_Text passage_.
---
Medical Marijuana Gets Blessing of Orthodox Rabbi — But Don’t Get High
An Israeli Orthodox rabbi ruled that distributing and smoking medicinal marijuana are kosher, but using weed for fun was “forbidden.”
Efraim Zalmanovich, the rabbi of Mazkeret Batia, a town south of Tel Aviv, made the distinction in a recent halakhic ruling, NRG, the news site of the Maariv daily reported on Friday. Leading rabbis frequently weigh in on matters of reconciling halacha, or religious Jewish law, with modern living.
Zalmanovich’s ruling modifies an opinion by Rabbi Hagai Bar Giora, head of kitchens, bakeries factories catering and events at the Israeli chief rabbinate, who in March told Israel’s Magazin Canabis: “If you smoke it, there is no problem whatsoever.”
---
_Data records_.
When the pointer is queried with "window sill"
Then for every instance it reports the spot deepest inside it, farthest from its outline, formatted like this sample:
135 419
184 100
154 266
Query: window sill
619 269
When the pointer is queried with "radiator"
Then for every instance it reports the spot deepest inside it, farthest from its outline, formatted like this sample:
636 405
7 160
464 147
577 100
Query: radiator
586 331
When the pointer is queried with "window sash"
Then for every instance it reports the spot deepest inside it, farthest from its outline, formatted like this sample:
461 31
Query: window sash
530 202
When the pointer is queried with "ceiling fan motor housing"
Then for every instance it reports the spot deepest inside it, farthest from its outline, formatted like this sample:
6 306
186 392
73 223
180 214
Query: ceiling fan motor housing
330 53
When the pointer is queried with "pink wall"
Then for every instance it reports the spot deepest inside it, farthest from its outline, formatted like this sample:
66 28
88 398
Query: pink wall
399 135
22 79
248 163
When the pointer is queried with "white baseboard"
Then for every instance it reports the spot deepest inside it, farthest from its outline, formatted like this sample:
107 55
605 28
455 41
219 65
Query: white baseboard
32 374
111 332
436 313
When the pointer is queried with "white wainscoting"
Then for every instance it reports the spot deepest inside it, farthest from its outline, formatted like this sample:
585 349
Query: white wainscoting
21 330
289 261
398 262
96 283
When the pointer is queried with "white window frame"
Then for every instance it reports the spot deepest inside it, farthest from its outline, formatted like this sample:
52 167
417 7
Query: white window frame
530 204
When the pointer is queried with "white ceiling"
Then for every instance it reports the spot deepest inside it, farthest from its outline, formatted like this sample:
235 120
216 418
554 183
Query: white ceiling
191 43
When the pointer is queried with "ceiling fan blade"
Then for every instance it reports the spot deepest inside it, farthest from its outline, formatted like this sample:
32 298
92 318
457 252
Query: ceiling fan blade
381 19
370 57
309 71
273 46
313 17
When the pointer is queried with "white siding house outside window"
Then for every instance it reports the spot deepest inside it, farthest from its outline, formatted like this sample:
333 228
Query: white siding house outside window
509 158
---
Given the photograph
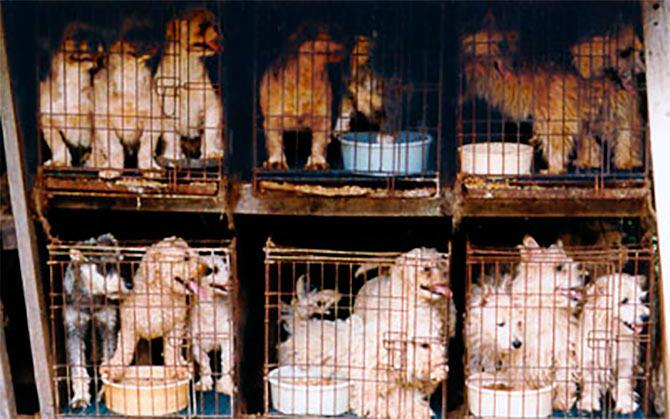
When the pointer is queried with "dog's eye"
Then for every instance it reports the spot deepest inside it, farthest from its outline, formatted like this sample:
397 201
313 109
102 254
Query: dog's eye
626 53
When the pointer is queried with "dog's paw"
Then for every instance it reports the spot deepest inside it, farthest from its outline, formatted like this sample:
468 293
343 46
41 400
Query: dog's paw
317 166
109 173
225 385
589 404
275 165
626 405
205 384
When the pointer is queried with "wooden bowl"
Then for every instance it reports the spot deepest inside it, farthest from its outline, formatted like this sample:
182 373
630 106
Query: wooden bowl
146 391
---
_What to produce_.
Continue the news article about an Orthodox rabbi's ruling on medical marijuana from the point where it stops.

_Exercise answer_.
Zalmanovich, the author of a book on alcoholism in Judaism, said: “Taking drugs to escape this world in any excessive way is certainly forbidden.” However, if the drug is administered to relieve pain, then the person giving it is “performing a mitzvah,” meaning a good deed commanded by faith, and the person using the drug is using it “in a kosher fashion.”
Some 11,000 Israelis use medicinal marijuana, including people with posttraumatic disorders and Parkinson’s disease, according to the Israeli health ministry.